▶ _INSTRUCTIONS FOR THE TASK_
Please take the records that follow and repeat exactly the lines starting with the line with "of the autumn" and going on through the line with "of the brown".

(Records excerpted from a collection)
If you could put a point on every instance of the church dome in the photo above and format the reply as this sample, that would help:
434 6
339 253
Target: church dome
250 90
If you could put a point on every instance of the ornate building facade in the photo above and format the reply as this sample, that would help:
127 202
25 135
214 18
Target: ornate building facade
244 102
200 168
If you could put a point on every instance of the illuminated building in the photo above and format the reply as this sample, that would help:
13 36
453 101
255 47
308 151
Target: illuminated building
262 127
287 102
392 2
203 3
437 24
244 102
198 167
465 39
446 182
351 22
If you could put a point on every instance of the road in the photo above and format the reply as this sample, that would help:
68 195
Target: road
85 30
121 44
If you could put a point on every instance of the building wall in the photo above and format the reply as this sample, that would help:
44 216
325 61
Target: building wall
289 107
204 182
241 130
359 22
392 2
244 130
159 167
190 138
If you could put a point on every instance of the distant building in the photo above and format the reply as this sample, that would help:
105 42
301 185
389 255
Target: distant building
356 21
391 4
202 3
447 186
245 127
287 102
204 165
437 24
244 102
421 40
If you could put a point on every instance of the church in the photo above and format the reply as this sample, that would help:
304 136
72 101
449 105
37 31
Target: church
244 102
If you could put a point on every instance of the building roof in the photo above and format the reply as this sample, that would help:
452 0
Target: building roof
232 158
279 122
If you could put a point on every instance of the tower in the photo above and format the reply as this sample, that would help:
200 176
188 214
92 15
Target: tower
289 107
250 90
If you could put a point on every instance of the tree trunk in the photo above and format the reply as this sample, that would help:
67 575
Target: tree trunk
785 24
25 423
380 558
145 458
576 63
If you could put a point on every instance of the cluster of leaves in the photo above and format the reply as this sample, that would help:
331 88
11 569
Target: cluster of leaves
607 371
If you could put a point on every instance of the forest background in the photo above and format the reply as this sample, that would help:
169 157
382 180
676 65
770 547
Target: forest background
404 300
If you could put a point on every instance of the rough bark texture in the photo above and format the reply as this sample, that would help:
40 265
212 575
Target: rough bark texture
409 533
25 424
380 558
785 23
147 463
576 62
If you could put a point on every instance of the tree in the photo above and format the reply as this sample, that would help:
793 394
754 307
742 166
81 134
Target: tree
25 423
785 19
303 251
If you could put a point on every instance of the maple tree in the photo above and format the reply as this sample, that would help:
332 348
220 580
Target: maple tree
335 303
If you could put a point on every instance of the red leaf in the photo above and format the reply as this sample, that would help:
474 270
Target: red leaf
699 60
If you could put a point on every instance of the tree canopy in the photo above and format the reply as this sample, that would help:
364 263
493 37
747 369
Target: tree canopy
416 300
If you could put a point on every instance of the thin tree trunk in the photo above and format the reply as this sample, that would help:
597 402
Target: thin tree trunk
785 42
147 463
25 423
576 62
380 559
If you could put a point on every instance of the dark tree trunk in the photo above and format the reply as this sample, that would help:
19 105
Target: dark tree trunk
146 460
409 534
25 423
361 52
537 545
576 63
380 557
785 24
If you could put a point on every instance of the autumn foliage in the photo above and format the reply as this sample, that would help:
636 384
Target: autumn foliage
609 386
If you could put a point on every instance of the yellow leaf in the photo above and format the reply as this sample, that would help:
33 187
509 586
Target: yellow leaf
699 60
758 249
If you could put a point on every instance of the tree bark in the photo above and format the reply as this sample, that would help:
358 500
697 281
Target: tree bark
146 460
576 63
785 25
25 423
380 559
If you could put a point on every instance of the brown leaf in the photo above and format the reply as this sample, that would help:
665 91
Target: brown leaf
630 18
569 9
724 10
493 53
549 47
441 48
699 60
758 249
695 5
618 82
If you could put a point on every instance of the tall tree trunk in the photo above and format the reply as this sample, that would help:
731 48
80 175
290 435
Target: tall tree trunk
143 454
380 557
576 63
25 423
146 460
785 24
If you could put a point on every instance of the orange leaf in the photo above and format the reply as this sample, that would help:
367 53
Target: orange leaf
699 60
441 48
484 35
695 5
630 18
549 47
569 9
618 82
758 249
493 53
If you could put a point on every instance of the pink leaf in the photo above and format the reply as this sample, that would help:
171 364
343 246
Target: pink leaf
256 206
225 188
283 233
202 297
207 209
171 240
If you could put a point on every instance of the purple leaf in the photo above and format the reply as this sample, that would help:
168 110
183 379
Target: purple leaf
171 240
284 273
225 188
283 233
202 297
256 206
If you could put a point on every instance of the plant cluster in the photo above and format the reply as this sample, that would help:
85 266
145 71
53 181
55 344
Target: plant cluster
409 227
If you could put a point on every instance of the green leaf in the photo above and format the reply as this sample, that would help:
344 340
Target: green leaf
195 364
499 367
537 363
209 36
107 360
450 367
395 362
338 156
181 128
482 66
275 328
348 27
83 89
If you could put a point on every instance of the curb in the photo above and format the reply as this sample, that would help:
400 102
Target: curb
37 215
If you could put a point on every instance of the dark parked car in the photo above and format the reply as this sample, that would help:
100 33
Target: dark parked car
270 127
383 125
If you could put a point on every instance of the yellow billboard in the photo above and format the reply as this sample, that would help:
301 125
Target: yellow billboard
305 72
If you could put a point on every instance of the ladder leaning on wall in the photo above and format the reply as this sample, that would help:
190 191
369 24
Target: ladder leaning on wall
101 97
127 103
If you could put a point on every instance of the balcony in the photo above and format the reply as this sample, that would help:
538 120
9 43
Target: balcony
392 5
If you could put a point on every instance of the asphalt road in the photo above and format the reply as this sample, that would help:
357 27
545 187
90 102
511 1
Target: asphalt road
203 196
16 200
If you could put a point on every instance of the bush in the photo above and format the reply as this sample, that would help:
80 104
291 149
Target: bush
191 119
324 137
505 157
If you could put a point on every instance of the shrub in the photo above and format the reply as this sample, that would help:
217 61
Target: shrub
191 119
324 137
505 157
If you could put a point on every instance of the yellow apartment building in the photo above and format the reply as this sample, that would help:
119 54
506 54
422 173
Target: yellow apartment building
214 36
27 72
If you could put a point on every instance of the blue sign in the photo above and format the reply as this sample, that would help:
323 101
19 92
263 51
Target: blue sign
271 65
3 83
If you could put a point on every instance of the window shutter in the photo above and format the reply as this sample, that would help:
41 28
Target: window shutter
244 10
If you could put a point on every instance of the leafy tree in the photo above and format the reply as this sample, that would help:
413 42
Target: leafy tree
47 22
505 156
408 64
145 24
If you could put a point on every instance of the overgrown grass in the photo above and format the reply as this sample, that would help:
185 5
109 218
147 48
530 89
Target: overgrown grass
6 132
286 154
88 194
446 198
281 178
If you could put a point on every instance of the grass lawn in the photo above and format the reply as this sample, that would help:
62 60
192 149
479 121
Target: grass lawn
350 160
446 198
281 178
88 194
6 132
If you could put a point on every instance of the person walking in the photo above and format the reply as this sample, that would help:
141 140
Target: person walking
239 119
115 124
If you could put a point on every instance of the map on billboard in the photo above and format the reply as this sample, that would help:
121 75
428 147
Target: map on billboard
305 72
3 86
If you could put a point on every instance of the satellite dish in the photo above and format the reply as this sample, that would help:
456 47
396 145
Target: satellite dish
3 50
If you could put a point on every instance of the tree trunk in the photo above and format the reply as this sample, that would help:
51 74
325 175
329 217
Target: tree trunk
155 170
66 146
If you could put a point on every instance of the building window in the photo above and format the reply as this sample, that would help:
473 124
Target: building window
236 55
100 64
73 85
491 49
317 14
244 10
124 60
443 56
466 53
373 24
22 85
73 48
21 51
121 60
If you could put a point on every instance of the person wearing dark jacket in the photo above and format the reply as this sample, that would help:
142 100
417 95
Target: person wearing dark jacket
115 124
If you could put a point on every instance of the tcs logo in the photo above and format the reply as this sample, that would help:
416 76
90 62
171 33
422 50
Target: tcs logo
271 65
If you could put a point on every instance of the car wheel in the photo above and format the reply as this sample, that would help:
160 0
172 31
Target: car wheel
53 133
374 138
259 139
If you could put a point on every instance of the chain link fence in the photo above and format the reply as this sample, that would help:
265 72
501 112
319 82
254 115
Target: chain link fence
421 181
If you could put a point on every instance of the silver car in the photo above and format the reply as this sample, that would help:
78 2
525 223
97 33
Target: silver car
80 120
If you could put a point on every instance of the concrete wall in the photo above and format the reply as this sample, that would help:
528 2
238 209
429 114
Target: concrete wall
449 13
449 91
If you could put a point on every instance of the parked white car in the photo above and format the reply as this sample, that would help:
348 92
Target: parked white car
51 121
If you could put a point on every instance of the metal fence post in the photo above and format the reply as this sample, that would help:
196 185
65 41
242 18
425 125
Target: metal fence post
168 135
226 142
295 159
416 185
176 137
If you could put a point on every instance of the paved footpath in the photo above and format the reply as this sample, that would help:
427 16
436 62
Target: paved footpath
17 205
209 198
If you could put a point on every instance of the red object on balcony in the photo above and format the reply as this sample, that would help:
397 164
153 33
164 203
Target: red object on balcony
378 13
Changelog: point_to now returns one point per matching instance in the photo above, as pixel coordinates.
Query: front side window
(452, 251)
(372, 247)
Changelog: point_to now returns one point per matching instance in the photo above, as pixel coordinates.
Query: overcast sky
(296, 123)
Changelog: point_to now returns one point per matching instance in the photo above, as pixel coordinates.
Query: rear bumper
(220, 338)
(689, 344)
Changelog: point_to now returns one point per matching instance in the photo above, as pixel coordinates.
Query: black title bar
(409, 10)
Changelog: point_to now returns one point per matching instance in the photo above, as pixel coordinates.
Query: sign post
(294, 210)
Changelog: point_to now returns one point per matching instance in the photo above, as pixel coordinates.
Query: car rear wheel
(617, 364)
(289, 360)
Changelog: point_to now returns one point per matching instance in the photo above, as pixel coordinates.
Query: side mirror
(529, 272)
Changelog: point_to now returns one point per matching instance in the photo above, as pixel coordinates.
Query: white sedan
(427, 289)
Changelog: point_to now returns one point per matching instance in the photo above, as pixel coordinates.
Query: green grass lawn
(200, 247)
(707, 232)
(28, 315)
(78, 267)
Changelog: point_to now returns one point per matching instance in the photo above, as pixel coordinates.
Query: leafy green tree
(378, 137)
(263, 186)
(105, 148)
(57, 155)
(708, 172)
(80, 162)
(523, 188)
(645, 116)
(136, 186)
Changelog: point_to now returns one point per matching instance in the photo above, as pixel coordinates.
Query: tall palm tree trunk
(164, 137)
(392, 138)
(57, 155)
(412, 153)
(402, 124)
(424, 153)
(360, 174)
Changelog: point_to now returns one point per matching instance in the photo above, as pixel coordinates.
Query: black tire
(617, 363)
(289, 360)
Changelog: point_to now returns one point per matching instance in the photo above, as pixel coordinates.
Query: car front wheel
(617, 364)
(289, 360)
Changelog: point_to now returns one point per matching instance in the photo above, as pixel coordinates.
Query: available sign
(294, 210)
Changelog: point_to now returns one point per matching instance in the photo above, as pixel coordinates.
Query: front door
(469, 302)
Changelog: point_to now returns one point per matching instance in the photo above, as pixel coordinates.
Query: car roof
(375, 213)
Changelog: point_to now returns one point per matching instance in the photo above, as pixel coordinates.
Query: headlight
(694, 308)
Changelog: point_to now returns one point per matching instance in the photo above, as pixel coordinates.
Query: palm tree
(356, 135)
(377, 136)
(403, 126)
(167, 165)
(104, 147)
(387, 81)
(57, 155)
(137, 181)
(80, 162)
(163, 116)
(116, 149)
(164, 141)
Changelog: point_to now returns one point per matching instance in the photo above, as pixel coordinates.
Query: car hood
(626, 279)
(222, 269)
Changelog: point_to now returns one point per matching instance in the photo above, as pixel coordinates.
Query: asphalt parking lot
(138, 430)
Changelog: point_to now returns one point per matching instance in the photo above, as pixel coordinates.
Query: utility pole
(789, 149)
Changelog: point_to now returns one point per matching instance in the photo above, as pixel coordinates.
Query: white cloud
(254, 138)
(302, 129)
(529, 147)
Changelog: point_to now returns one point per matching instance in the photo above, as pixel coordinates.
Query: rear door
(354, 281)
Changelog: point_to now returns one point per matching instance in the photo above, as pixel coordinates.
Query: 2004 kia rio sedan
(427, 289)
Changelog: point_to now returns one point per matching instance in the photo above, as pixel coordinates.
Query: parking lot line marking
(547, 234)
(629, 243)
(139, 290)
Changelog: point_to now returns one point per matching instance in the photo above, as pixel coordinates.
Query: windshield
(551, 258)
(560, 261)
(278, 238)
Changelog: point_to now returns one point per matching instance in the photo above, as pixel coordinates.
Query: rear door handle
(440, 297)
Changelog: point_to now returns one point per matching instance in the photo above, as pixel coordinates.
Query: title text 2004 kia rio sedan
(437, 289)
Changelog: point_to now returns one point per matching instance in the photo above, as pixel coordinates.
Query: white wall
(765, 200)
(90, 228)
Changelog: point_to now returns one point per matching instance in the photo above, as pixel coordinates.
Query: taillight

▶ _SOLVED EXERCISE_
If you could put a point on every instance of the autumn foliage in the photo above and format the reply as this sample, that would help:
636 384
Target: autumn foliage
609 386
If you could put a point on every instance of the yellow leaf in the photo above and format the reply as this sample, that would help:
33 187
509 586
Target: yellow leaf
699 60
758 249
If you could put a point on every instance of the tree bark in the photo above and format the reply as this sample, that would help:
358 500
697 281
Target: tree bark
146 460
576 63
785 25
25 423
380 559
If you could put a point on every instance of the brown leaf in the photo above and format the reply as this sample, that would help:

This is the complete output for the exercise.